[Material start]

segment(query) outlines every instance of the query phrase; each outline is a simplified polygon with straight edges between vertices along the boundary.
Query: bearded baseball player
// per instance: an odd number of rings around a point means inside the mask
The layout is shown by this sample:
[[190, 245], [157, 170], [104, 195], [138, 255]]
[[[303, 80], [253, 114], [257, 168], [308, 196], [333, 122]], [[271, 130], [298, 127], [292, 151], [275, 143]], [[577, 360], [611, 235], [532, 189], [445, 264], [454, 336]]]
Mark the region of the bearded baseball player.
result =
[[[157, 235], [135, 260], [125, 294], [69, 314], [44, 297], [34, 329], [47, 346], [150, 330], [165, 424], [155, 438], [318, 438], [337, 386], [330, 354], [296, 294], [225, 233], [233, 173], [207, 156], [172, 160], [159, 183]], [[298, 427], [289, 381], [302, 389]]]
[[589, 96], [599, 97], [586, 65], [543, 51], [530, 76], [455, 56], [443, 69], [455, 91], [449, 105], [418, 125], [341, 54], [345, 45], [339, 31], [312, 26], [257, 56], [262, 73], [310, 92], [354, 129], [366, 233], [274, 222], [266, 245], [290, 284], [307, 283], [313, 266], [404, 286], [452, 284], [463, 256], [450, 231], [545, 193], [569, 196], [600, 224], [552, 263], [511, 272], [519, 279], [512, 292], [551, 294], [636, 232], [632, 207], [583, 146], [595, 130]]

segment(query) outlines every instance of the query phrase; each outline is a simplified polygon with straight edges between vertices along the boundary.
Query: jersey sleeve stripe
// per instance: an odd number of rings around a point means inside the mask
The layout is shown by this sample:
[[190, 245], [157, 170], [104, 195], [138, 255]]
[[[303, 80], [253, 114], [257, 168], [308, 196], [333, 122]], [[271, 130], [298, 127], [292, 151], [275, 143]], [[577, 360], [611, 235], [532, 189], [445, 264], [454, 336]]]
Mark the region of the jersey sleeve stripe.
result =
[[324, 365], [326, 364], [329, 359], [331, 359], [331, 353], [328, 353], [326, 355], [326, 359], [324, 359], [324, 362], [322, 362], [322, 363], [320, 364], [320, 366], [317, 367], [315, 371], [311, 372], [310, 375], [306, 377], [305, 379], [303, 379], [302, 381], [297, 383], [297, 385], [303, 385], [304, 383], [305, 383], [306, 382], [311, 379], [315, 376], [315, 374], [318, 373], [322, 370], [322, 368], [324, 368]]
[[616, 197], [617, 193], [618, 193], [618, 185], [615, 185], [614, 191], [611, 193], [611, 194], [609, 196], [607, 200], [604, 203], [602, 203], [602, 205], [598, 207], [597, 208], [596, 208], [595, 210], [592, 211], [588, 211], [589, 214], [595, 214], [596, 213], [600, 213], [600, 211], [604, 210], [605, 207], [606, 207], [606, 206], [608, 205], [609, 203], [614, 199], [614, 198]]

[Material end]

* **Aim of the exercise**
Duplicate every line of the rows above without changing anything.

* **The solution**
segment(query) outlines every instance of the query phrase; each outline is a simplified polygon with straight edges between vertices along the boundary.
Query: bearded baseball player
// per instance: an odd number of rings around a point means inside the mask
The layout is shown by this sample:
[[190, 245], [157, 170], [104, 195], [138, 255]]
[[[303, 80], [253, 114], [257, 168], [308, 196], [333, 122]], [[271, 130], [298, 127], [292, 151], [275, 143]], [[577, 360], [611, 235], [532, 189], [445, 264], [454, 336]]]
Mark the region of the bearded baseball player.
result =
[[[157, 235], [135, 260], [125, 294], [69, 314], [44, 297], [34, 329], [47, 346], [150, 330], [165, 424], [155, 438], [318, 438], [337, 386], [330, 354], [296, 294], [225, 233], [233, 173], [207, 156], [172, 160], [159, 183]], [[298, 427], [289, 381], [302, 389]]]
[[589, 96], [599, 97], [586, 65], [543, 51], [530, 76], [455, 56], [443, 69], [455, 91], [449, 105], [418, 125], [341, 54], [345, 45], [339, 31], [312, 26], [257, 56], [262, 73], [310, 92], [354, 129], [366, 233], [274, 222], [266, 245], [290, 284], [307, 283], [313, 266], [404, 286], [452, 284], [463, 256], [450, 231], [545, 193], [569, 196], [600, 224], [552, 263], [511, 272], [519, 279], [512, 292], [551, 294], [636, 232], [632, 207], [583, 146], [595, 130]]

segment(query) outlines every instance of the query phrase; each outline is a simplified polygon with straight edges between vertices along the boundary.
Query: jersey sleeve stripe
// per instance: an odd number of rings around a point means inside the mask
The layout is shown by this sample:
[[190, 245], [157, 170], [104, 195], [138, 255]]
[[[303, 80], [253, 114], [257, 168], [308, 196], [333, 122]], [[271, 130], [298, 127], [292, 151], [275, 143]], [[577, 360], [611, 235], [532, 189], [445, 264], [454, 336]]]
Mark the region of the jersey sleeve stripe.
result =
[[324, 365], [326, 364], [329, 359], [331, 359], [331, 353], [328, 353], [326, 355], [326, 359], [324, 359], [324, 362], [322, 362], [322, 363], [320, 364], [320, 366], [317, 367], [315, 371], [311, 372], [310, 375], [306, 377], [305, 379], [303, 379], [302, 381], [297, 383], [297, 385], [303, 385], [304, 383], [305, 383], [306, 382], [311, 379], [315, 376], [315, 374], [318, 373], [322, 370], [322, 368], [324, 368]]
[[616, 197], [617, 193], [618, 193], [618, 185], [615, 185], [614, 191], [611, 193], [611, 194], [609, 196], [607, 200], [604, 203], [602, 203], [602, 205], [598, 207], [597, 208], [596, 208], [595, 210], [592, 211], [588, 211], [589, 214], [595, 214], [596, 213], [600, 213], [600, 211], [604, 210], [605, 207], [606, 207], [606, 206], [608, 205], [609, 203], [614, 199], [614, 198]]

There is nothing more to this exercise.